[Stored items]
★ ★ ★

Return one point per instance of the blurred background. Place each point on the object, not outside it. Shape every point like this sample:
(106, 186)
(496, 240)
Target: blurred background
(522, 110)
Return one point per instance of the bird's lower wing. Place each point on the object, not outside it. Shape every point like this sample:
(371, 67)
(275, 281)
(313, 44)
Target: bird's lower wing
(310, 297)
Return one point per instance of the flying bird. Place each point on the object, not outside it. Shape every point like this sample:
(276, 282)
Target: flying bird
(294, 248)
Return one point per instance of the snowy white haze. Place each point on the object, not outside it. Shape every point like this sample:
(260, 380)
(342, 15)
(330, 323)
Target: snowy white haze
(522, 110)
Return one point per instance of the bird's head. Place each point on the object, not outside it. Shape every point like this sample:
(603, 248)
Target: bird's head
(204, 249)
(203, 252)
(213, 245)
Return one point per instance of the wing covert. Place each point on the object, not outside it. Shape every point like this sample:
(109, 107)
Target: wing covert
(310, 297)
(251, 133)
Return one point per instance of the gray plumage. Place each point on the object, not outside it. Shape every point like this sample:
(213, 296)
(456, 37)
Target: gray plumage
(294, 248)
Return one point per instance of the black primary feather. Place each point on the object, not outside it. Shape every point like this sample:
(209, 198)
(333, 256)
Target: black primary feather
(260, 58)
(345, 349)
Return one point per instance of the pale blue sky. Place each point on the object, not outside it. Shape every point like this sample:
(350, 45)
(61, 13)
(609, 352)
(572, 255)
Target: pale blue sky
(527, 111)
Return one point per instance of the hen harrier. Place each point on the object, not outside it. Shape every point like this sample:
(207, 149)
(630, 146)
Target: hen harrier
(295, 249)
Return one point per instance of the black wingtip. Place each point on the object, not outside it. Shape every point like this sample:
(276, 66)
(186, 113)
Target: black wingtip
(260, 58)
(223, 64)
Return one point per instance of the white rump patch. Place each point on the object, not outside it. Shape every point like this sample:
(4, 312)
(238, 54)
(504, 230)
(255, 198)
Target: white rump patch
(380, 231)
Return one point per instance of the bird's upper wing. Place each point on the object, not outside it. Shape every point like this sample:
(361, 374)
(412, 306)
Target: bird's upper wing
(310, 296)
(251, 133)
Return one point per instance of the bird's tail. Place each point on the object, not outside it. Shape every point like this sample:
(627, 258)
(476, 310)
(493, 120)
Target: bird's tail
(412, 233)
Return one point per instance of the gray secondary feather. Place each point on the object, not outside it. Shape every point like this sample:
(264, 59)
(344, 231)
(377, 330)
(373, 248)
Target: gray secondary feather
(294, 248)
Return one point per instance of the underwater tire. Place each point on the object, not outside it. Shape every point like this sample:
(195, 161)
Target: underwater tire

★ ★ ★

Render every record verbatim. Nothing should be left out.

Return one point per instance of the blurred background. Place each point on the object, not outside it. Shape every point like this sample:
(106, 186)
(496, 240)
Target: blurred background
(522, 110)
Return one point per instance of the bird's lower wing. Place each point on the object, not outside it. Shape every point like this sample:
(371, 67)
(275, 281)
(313, 44)
Target: bird's lower wing
(310, 297)
Return one point per instance of the flying bird. Place each point on the object, not outside it. Shape every point like this sample:
(276, 282)
Target: flying bird
(294, 248)
Return one point per instance of the snowy white haze. Place each point on the object, not outside it. Shape every point like this sample:
(260, 380)
(342, 15)
(330, 323)
Target: snowy white haze
(522, 110)
Return one point per instance of the bird's head. Place each point on the object, not outside it. Shape every point like this sample:
(603, 248)
Target: bird's head
(204, 249)
(203, 252)
(213, 245)
Return one point per instance of the wing covert. Place each point on the object, not outside it. Shape every point like this sample:
(109, 107)
Target: wing covert
(310, 297)
(251, 133)
Return one point per instance of the gray plumage. Place each point on the object, not outside it. Shape every point like this sample:
(213, 296)
(456, 37)
Target: gray plumage
(294, 248)
Return one point per instance of the black primary feather. Place each point on the object, not outside it. Shape every point like this sample:
(209, 198)
(333, 256)
Target: black primary feather
(260, 58)
(345, 349)
Return one point per instance of the pale blue sky. Place each point on the object, not outside it. Shape every point like this sample:
(350, 45)
(61, 13)
(609, 352)
(572, 255)
Target: pale blue sky
(527, 111)
Return one point per instance of the hen harrier. Place each point on the object, not outside it. Shape every point like this sample:
(207, 149)
(630, 146)
Target: hen harrier
(295, 249)
Return one point per instance of the black wingtip. Place each point on the object, not outside it. Shape every point like this sample:
(276, 66)
(186, 113)
Target: black wingtip
(260, 58)
(223, 64)
Return one point per instance of the white rump patch. Place each point on the object, not outside it. Shape every point like this sample:
(4, 312)
(238, 54)
(504, 230)
(255, 198)
Target: white rump patch
(380, 231)
Return one point per instance of the bird's upper wing. Place each point on the object, not outside it. Shape every point like this sample:
(361, 374)
(412, 306)
Target: bird's upper wing
(310, 296)
(251, 133)
Return one point per instance of the bird's tail. Place each point on the object, not outside it. Shape every point like this sample:
(627, 258)
(476, 310)
(493, 120)
Target: bird's tail
(412, 233)
Return one point per instance of the gray secondary feather. Place each point on the object, not outside it. Shape every point like this sample:
(264, 59)
(344, 231)
(377, 330)
(373, 248)
Target: gray secondary feather
(294, 248)
Return one point per instance of the underwater tire. Place each point on the object, not outside it. Shape every point like this sample:
(195, 161)
Target: underwater tire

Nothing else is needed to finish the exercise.